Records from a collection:

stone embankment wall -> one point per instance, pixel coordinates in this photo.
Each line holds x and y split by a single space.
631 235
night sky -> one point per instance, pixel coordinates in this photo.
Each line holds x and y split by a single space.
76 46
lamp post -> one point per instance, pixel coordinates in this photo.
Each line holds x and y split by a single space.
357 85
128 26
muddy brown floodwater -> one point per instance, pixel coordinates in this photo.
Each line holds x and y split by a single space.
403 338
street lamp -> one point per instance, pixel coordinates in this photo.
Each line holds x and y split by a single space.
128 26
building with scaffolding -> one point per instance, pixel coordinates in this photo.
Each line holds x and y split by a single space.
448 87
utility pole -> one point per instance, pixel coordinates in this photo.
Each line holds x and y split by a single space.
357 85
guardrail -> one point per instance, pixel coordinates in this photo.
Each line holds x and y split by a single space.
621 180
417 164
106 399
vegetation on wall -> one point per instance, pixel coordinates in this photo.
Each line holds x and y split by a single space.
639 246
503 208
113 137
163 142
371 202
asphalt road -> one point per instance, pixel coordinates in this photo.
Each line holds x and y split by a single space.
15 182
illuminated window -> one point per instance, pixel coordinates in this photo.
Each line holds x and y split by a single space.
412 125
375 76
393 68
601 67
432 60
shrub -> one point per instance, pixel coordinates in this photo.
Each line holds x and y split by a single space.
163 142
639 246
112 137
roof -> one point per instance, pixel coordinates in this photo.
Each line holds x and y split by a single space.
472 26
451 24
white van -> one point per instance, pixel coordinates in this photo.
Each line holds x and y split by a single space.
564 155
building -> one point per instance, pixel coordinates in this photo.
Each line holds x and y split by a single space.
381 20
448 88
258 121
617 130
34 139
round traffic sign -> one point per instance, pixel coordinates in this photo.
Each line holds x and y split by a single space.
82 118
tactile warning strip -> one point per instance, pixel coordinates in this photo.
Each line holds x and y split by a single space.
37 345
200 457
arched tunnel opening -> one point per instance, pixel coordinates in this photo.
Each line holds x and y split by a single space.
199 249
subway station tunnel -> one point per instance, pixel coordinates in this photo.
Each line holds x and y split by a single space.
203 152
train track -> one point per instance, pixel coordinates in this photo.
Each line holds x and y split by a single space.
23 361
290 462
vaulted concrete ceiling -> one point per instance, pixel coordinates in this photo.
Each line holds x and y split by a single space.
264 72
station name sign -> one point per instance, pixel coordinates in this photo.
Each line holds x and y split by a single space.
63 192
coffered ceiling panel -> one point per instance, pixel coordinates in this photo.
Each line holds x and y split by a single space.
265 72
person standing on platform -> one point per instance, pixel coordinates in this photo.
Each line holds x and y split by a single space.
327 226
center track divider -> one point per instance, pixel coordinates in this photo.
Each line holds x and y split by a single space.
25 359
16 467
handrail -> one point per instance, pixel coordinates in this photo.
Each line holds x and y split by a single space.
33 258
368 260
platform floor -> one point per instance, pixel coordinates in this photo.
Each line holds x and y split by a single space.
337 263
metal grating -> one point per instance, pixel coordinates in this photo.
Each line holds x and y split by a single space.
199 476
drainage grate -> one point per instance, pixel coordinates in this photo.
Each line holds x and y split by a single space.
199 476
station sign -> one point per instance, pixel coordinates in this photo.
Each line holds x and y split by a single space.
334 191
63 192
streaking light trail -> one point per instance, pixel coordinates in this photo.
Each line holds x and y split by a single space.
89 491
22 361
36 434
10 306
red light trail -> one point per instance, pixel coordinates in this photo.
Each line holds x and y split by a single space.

## What you are asked to do
Could you rewrite every line from the line with "handrail -> one" through the end of the records, requests included, shifting each coordinate in the answers by adding 90 to both its x and its y values?

## Written answer
handrail -> one point per instance, pixel coordinates in this photo.
Each line holds x and y split by a single space.
123 348
458 350
platform floor -> one point per instance, pixel coordinates in this photo.
Each line holds x and y split by a single space.
427 353
metal grating -> one point per instance, pixel coordinates in this photo.
Each line holds x and y split by a single space.
289 566
drainage grate -> one point per instance, pixel coordinates in this photo.
Each line holds x and y split by a single space.
289 566
station sign -> one point per instance, pixel coordinates in this photo.
Each line holds x and y split by a single space.
424 281
153 282
streaking light trail -> one point per instance, pixel coordinates in this photo.
Each line holds x and y split by a single space.
179 581
112 451
126 524
100 396
red light trail -> one point per instance, pixel coordinates in this photo.
Each line holds x and y split by a single space.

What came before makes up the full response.